## Prompt
Exactly as they appear below, repeat the lines from the one with "box: [333, 89, 355, 239]" through the one with "rough mask: <svg", and no others.

## Record excerpts
***

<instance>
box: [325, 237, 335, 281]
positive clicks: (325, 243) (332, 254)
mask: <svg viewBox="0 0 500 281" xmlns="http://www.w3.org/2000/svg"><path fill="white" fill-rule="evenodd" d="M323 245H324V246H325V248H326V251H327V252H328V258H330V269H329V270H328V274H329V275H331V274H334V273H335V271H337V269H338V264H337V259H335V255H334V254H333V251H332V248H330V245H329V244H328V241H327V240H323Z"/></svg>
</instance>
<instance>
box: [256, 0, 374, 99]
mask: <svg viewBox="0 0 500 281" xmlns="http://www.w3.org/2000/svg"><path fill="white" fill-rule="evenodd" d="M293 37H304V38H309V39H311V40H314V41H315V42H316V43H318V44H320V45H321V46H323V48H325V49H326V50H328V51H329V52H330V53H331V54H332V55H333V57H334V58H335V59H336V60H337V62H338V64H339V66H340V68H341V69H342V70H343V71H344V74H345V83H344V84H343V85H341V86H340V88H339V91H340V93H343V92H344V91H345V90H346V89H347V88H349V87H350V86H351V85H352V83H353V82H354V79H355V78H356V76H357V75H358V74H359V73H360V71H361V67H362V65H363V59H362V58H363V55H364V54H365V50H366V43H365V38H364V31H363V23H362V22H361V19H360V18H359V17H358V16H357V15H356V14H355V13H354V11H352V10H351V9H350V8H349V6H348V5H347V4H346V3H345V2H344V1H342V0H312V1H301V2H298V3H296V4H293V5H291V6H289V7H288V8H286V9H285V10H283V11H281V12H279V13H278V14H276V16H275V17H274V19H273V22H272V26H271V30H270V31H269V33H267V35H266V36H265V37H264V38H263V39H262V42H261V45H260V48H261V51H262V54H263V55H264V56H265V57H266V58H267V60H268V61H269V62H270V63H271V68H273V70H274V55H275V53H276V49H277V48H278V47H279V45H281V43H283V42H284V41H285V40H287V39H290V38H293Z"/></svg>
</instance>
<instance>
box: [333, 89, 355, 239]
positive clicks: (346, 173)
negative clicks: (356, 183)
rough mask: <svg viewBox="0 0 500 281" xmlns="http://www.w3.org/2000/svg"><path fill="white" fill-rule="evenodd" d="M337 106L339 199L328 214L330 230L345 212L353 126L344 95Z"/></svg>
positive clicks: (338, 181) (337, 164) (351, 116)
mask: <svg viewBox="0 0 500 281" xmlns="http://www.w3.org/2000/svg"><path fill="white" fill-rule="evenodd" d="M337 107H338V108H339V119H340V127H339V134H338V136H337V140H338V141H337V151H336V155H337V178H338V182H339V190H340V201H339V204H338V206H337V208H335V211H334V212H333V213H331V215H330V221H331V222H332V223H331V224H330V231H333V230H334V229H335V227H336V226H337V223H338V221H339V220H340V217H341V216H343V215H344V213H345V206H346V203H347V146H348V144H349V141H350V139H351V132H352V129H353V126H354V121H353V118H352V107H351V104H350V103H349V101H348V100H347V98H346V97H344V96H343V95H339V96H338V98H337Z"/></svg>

***

## Solution to the exercise
box: [333, 89, 355, 239]
positive clicks: (346, 173)
negative clicks: (356, 183)
rough mask: <svg viewBox="0 0 500 281" xmlns="http://www.w3.org/2000/svg"><path fill="white" fill-rule="evenodd" d="M337 106L339 199L328 214L330 230L345 212L353 126L344 95Z"/></svg>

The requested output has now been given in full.